● **DOCUMENT SECTION**:

Don't get me wrong, I would sell a few of mine for a reasonable amount, to a suitable home, if it was highly likely that they would have a family that loves them all to themselves or shared with one other critter -- something I cannot provide. 

But the idea that I sold out Jenna or Babsy or some of the others to make me set for life, knowing that if someone was making a bad decision for them, yelling at them, dumping them at a shelter, or selling them to some thug, so I could have a hot tub, and a cruise and a shiny new kennel system for the rest of my dogs, and spiffy maids, and the mobile groomer, and a gym with all the curves exercise machines in it, and an indoor training room. Well, I don't know if I could enjoy it. Not knowing it came from selling out one of my very special critters. Even if those girls are getting up there in age.

It may be insane, but not everything has a price tag. I know it is probably awful to some of you, but I do have favorites, some that the bond is just so tight, that while I know those girls would bond to someone else, I just couldn't do that. Not unless I truly could not provide for them.


----------



## Vhagar

It wasn't to make you set for life, it was to make other humans set for life.

● **TO DO**:
1. According to the forum thread, under what condition would the writer give up the favorite dogs?
2. Transcribe the forum thread from "Don't get me" up to and including "I cannot provide.".
The material below comes from a separate source and is not part of the forum thread.

● **GIVEN MATERIAL**:
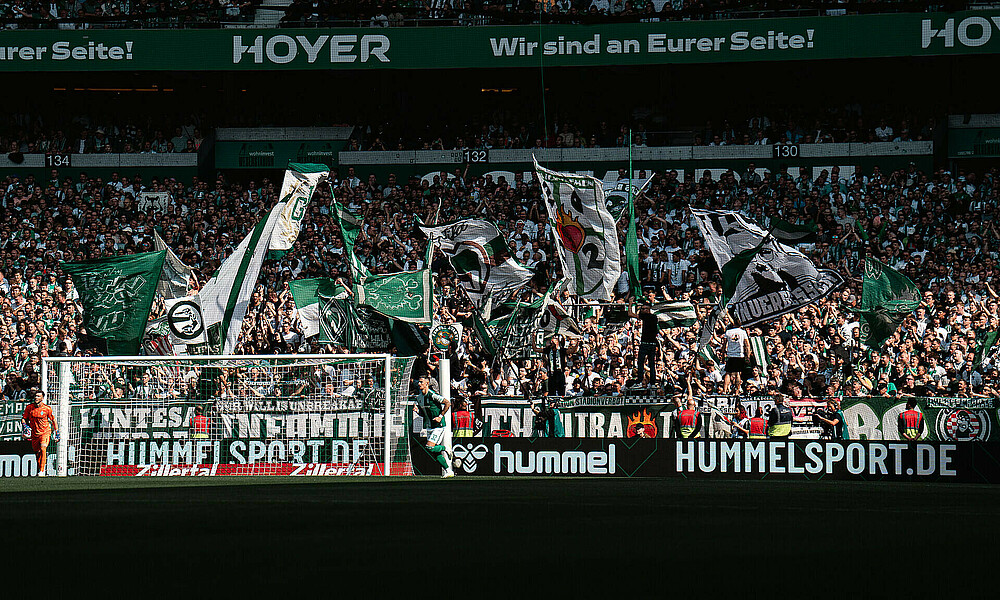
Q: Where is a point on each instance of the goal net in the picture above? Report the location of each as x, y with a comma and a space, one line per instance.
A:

● **ANSWERS FOR THE TASKS**:
1. Only if the writer truly could not provide for them.

2.
Don't get me wrong, I would sell a few of mine for a reasonable amount, to a suitable home, if it was highly likely that they would have a family that loves them all to themselves or shared with one other critter -- something I cannot provide.